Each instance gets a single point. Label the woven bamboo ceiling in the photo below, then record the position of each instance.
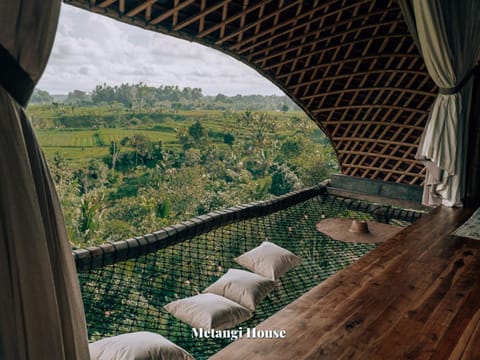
(350, 64)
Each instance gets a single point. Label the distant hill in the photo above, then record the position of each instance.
(142, 97)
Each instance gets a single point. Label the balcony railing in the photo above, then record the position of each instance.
(126, 284)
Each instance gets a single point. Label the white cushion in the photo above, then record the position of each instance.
(141, 345)
(269, 260)
(243, 287)
(209, 311)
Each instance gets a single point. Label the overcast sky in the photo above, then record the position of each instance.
(91, 49)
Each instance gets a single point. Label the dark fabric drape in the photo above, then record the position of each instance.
(41, 310)
(447, 34)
——————
> **Problem**
Give all the lines above again, character for character, without pictures.

> **Worked solution**
Each instance gets a single point. Label the woven bamboo ceiling in the photo below, then record the position of each instance.
(350, 64)
Each instance gets a single point. Label the distant hill in the photo above, then record the position of each instance.
(142, 97)
Each instance gets a single point. Label the balcony railing in the photo above, then record the position of each instance.
(126, 284)
Each instance gets a single point. Label the white cushion in the photo above, then record the position of each instance.
(141, 345)
(269, 260)
(243, 287)
(209, 311)
Each instance gets a single point. Label the overcast sky in the photo above, then record the position of each instance.
(91, 49)
Each instance gets a single point. Label the dark fabric drape in the photo above, then record the position of each instance.
(41, 310)
(447, 34)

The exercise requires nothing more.